THE TASK: Where does the word "below" show up in the data? Please find each such line and copy it.

Stored data entries

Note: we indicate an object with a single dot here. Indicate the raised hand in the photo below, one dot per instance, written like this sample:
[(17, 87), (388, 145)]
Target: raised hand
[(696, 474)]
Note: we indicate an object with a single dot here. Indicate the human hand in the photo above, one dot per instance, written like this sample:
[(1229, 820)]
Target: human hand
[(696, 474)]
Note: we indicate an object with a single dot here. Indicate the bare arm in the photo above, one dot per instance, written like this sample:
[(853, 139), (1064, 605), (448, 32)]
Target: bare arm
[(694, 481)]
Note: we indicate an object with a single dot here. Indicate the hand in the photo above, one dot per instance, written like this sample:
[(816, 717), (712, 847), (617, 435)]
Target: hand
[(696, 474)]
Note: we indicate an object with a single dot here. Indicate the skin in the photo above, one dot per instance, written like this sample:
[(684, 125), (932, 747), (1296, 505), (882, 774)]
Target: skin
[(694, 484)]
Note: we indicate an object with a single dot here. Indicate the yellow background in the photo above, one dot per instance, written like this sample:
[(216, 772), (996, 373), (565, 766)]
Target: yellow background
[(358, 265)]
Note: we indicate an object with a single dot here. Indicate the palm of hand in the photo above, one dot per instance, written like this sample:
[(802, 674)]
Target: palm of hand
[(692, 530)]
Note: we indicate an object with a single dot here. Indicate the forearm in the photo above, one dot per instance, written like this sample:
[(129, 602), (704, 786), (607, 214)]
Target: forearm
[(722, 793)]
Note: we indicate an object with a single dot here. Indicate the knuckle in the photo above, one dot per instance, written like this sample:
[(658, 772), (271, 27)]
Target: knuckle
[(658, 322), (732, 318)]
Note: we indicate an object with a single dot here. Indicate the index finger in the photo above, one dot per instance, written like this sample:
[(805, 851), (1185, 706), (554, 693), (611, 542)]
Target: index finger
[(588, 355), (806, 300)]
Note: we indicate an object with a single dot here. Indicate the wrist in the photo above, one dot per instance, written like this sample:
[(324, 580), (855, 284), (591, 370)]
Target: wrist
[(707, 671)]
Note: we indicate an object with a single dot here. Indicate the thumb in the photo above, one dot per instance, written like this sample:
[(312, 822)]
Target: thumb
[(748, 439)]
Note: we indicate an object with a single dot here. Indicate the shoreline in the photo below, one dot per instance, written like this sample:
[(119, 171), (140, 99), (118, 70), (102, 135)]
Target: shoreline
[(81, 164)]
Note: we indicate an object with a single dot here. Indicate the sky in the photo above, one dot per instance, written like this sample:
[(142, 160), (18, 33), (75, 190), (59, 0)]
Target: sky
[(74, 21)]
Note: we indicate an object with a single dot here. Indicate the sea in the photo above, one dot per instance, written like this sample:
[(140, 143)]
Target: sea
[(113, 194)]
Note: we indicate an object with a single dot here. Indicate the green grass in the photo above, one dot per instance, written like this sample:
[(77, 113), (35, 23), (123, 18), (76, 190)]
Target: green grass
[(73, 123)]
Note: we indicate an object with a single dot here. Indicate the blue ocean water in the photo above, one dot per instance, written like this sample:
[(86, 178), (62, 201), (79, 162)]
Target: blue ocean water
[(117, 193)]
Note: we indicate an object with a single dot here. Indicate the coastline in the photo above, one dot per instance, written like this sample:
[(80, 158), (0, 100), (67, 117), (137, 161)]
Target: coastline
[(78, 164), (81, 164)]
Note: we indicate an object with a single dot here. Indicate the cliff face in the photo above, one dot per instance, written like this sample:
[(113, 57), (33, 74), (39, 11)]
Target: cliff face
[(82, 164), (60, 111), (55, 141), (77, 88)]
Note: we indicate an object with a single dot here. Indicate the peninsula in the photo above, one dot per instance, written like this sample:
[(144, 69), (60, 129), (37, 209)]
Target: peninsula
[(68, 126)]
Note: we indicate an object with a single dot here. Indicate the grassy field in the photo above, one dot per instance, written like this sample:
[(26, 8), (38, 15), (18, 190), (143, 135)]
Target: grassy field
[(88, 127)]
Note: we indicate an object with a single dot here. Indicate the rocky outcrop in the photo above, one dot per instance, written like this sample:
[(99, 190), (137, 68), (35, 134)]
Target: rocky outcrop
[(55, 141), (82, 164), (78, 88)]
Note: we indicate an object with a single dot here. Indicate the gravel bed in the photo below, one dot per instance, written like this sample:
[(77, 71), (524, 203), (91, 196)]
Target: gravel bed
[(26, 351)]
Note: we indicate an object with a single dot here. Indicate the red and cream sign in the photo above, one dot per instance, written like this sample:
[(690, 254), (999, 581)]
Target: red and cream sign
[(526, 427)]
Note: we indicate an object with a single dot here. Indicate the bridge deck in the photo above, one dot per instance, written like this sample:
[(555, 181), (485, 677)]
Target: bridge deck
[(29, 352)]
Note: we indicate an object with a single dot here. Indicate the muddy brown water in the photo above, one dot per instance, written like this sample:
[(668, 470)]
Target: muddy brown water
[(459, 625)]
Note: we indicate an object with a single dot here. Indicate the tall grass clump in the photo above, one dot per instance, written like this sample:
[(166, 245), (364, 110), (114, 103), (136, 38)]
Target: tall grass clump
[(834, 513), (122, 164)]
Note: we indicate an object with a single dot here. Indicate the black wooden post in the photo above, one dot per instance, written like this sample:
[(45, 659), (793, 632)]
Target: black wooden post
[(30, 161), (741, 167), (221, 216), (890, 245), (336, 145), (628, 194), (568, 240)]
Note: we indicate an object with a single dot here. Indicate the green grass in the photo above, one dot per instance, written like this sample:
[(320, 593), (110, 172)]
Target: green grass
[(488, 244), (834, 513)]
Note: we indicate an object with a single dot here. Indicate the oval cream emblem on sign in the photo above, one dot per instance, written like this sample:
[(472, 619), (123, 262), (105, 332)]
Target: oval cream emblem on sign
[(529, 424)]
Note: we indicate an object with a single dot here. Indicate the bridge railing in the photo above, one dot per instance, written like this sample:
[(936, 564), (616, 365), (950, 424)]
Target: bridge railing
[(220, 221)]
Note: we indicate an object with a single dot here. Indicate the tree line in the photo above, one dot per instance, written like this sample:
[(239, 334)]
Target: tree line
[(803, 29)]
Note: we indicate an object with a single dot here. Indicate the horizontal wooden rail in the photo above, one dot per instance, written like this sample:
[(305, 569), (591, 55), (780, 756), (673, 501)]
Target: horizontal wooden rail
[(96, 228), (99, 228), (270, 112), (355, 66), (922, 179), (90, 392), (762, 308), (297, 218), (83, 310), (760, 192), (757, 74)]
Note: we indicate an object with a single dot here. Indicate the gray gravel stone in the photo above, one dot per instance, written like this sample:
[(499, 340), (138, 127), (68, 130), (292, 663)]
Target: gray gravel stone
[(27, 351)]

RESPONSE TO THE TASK:
Note: we indicate an object with a single dot here. Indicate the raised hand in the photo below, one dot per instance, written like this sample:
Note: we indicate an object with a single dot here. Indicate the shoreline in the photo below, one dot per instance, written like this sample:
Note: we indicate an object with a single dot here. Indicate the gravel bed in the photo below, one dot per instance, written like this sample:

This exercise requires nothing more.